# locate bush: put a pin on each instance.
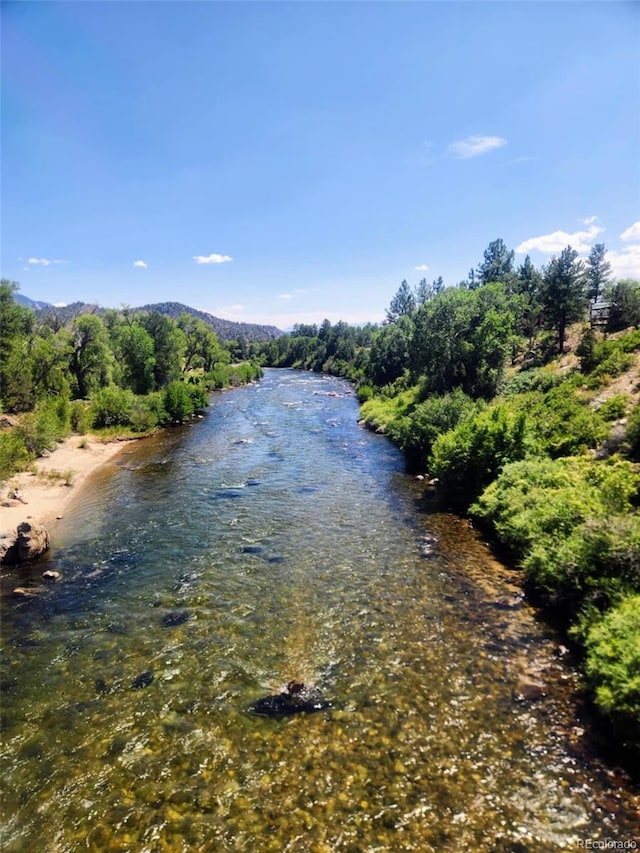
(416, 431)
(81, 417)
(42, 429)
(613, 660)
(178, 402)
(563, 424)
(633, 433)
(614, 408)
(112, 406)
(467, 458)
(541, 501)
(14, 455)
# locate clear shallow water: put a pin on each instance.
(276, 539)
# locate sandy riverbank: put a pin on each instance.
(46, 494)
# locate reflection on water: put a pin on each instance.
(277, 540)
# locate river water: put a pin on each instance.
(277, 539)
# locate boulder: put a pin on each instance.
(33, 540)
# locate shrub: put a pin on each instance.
(467, 458)
(81, 416)
(14, 455)
(614, 408)
(178, 402)
(633, 433)
(112, 406)
(544, 500)
(613, 660)
(416, 431)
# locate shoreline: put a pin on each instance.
(60, 477)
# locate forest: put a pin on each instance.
(124, 374)
(524, 415)
(507, 392)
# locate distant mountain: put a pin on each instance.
(227, 330)
(30, 303)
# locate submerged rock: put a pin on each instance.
(296, 699)
(143, 680)
(174, 618)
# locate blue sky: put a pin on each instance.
(286, 162)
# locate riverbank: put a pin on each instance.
(55, 482)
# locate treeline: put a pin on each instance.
(474, 384)
(122, 371)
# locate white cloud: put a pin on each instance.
(212, 259)
(625, 264)
(45, 262)
(549, 244)
(632, 233)
(474, 146)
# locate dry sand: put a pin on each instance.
(47, 498)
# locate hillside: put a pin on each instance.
(226, 330)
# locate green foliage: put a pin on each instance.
(416, 431)
(613, 661)
(42, 429)
(14, 455)
(112, 406)
(81, 416)
(541, 500)
(563, 296)
(561, 421)
(615, 407)
(178, 402)
(624, 297)
(633, 432)
(467, 458)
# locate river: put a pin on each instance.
(277, 539)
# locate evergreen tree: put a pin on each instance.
(497, 264)
(598, 271)
(403, 303)
(563, 296)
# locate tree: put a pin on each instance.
(91, 356)
(563, 293)
(625, 305)
(497, 264)
(16, 325)
(168, 346)
(138, 359)
(598, 271)
(403, 303)
(528, 286)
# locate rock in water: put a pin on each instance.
(174, 618)
(142, 680)
(33, 540)
(296, 699)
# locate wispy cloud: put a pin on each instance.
(626, 264)
(632, 232)
(474, 146)
(212, 259)
(44, 262)
(549, 244)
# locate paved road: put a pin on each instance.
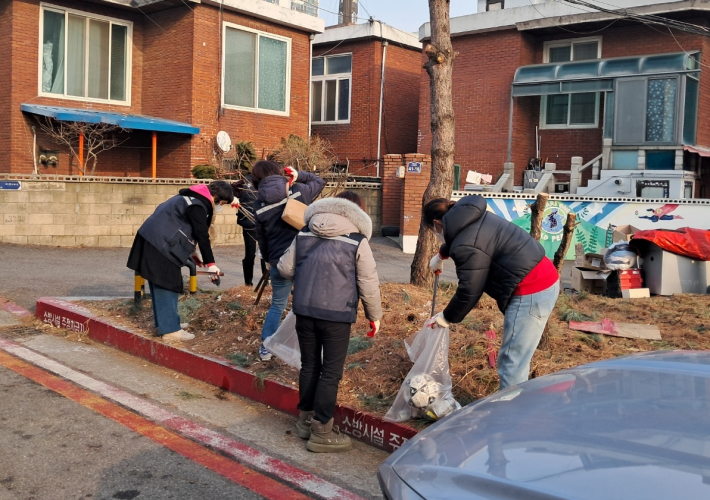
(59, 448)
(30, 272)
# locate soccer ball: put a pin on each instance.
(423, 390)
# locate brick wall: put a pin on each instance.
(176, 74)
(483, 72)
(108, 214)
(264, 130)
(356, 142)
(6, 76)
(24, 89)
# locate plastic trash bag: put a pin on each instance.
(284, 342)
(620, 256)
(426, 390)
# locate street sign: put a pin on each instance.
(414, 167)
(10, 184)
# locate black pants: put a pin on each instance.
(249, 255)
(319, 379)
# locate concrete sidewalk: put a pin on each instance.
(30, 272)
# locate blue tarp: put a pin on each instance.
(133, 122)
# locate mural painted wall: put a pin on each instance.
(597, 219)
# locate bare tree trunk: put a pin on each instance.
(567, 233)
(537, 211)
(439, 67)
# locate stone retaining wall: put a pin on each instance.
(106, 212)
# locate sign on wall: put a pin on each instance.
(596, 219)
(10, 185)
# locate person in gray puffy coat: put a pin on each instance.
(333, 269)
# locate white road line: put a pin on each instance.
(240, 451)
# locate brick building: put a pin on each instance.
(363, 119)
(241, 66)
(552, 81)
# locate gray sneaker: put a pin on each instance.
(327, 438)
(303, 424)
(179, 335)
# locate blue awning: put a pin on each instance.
(598, 75)
(132, 122)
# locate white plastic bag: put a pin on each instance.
(426, 390)
(284, 342)
(620, 256)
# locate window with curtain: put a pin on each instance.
(331, 78)
(256, 70)
(570, 110)
(84, 56)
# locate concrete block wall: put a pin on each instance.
(90, 214)
(108, 214)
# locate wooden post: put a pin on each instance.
(155, 154)
(537, 211)
(81, 154)
(567, 234)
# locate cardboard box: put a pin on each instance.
(666, 273)
(636, 293)
(624, 233)
(590, 281)
(589, 261)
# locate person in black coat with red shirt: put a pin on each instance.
(499, 258)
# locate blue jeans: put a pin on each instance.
(525, 320)
(164, 309)
(280, 290)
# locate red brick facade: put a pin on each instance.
(356, 142)
(483, 72)
(176, 74)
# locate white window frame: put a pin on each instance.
(287, 111)
(543, 114)
(543, 101)
(570, 41)
(337, 77)
(129, 55)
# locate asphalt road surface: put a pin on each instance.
(30, 272)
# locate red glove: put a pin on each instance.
(292, 174)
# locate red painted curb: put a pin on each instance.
(11, 307)
(362, 426)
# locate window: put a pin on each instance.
(330, 89)
(646, 111)
(570, 110)
(84, 56)
(257, 68)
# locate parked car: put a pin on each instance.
(632, 427)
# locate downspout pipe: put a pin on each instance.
(310, 83)
(382, 98)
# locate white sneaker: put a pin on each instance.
(179, 335)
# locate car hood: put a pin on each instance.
(631, 427)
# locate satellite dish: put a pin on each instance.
(224, 141)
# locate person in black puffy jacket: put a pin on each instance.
(497, 257)
(273, 233)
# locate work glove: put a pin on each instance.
(214, 277)
(438, 321)
(436, 264)
(196, 257)
(292, 174)
(375, 325)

____

**DIRECTIVE:** With the pictures omitted, reproduce the records in full and exactly.

**WRITTEN SOLUTION:**
# locate bush: put a pin on each instance.
(416, 431)
(81, 417)
(42, 429)
(613, 660)
(178, 402)
(563, 424)
(633, 433)
(614, 408)
(112, 406)
(467, 458)
(541, 501)
(14, 455)
# locate clear shallow water: put a pin on each instance.
(276, 539)
# locate sandy riverbank: put a pin on each instance.
(46, 494)
# locate reflection on water: put a pin on each instance.
(277, 540)
# locate river water: put a pin on each instance.
(277, 539)
# locate boulder: put a pin on each instance.
(33, 540)
# locate shrub: put a pin on each instance.
(467, 458)
(81, 416)
(14, 455)
(614, 408)
(178, 402)
(633, 433)
(112, 406)
(544, 500)
(613, 660)
(416, 431)
# locate shoreline: put a pin on each instance.
(60, 477)
# locate forest: put a pin on each instance.
(124, 374)
(524, 415)
(507, 392)
# locate distant mountain: put a pin on each instance.
(227, 330)
(30, 303)
# locate submerged rock: put a pin on each instance.
(296, 699)
(143, 680)
(174, 618)
# locate blue sky: put a pin on each instance.
(286, 162)
# locate riverbank: put a pin on each instance.
(55, 482)
# locate treeline: put a pin on each instance.
(474, 384)
(122, 371)
# locate white cloud: put a pin on each instance.
(212, 259)
(625, 264)
(45, 262)
(549, 244)
(632, 233)
(474, 146)
# locate dry sand: put a pin on each instance.
(47, 498)
# locate hillside: put a pin on each instance.
(226, 330)
# locate green foliage: put a pin on each instance.
(416, 431)
(613, 661)
(42, 429)
(14, 455)
(112, 406)
(81, 416)
(541, 500)
(563, 296)
(561, 421)
(615, 407)
(178, 402)
(624, 297)
(633, 432)
(467, 458)
# locate river: put a pin on each instance.
(277, 539)
# locate evergreen tree: put a pin on each instance.
(497, 264)
(598, 271)
(403, 303)
(563, 296)
# locate tree: put a pin on each instance.
(91, 356)
(563, 293)
(625, 305)
(497, 264)
(16, 325)
(168, 346)
(138, 359)
(598, 271)
(403, 303)
(528, 286)
# locate rock in water: put a pin on each instance.
(174, 618)
(142, 680)
(33, 540)
(296, 699)
# locate wispy cloud: put a pin on each instance.
(626, 264)
(632, 232)
(474, 146)
(212, 259)
(44, 262)
(549, 244)
# locate paved road: put a pin on each instance.
(59, 448)
(30, 272)
# locate soccer ball: put a pin on each instance.
(423, 390)
# locate brick wall: put a pin on each instance.
(176, 74)
(483, 72)
(108, 214)
(264, 130)
(356, 142)
(6, 76)
(24, 89)
# locate plastic trash bag: put a pin on each instance.
(284, 342)
(620, 256)
(426, 390)
# locate street sign: put a pin on each instance.
(414, 167)
(10, 184)
# locate black pants: put a pin on each instance.
(249, 255)
(319, 379)
# locate concrete sidewalk: put a pin on each instance.
(30, 272)
# locate blue tarp: put a pin on each instance.
(133, 122)
# locate mural painted wall: put a pin on each instance.
(597, 219)
# locate bare tree trunk: put a pin on each instance.
(567, 233)
(537, 211)
(439, 67)
# locate stone retaining wall: put a pin on each instance.
(106, 212)
# locate sign on wall: put a pin on each instance.
(596, 219)
(10, 185)
# locate person in gray puffy coat: put a pin on each instance.
(333, 269)
# locate white road line: put a pin on each instance.
(240, 451)
# locate brick building: put a pin on each instance.
(363, 119)
(241, 66)
(552, 81)
# locate gray sneaker: put a pin on each instance.
(327, 438)
(303, 424)
(179, 335)
# locate blue awning: put a pin on each instance.
(598, 75)
(132, 122)
# locate white plastic bag: put a pin on each instance.
(426, 390)
(284, 342)
(620, 256)
# locate window with curtain: put a pin on each instance.
(331, 78)
(256, 70)
(570, 110)
(84, 56)
# locate concrete block wall: put a pin on each instance.
(90, 214)
(108, 214)
# locate wooden post: put a pin on each instance.
(155, 154)
(537, 211)
(81, 154)
(567, 234)
# locate cardboard box: put a pin on each instance.
(666, 273)
(636, 293)
(624, 233)
(590, 281)
(589, 261)
# locate person in black coat with red shirt: put a pin on each instance.
(499, 258)
# locate blue jeans: put a pin on each instance.
(525, 320)
(164, 309)
(280, 290)
# locate red brick facade: put a pin on each instance.
(356, 142)
(483, 72)
(176, 74)
# locate white window frame: put a pin on each instance.
(287, 111)
(543, 114)
(543, 101)
(570, 41)
(337, 77)
(129, 55)
# locate asphalt road surface: put a pin on each instance.
(30, 272)
# locate red glove: put a pin on each instance.
(292, 174)
# locate red painted curb: put a pin on each instance.
(11, 307)
(362, 426)
# locate window: put a pin on each instance.
(330, 89)
(646, 111)
(570, 110)
(84, 56)
(257, 68)
# locate parked car: put a pin on each instance.
(632, 427)
# locate downspout pipe: put a pin on each instance.
(310, 83)
(382, 98)
# locate white sneaker: put a pin on each instance.
(179, 335)
# locate car hood: put a pin on each instance.
(631, 427)
# locate satellite dish: put a pin on each instance.
(224, 141)
# locate person in black puffy jacket: put a pin on each instance.
(497, 257)
(273, 233)
# locate work glove: put a pin on each instance.
(214, 277)
(438, 321)
(436, 264)
(196, 257)
(292, 174)
(375, 325)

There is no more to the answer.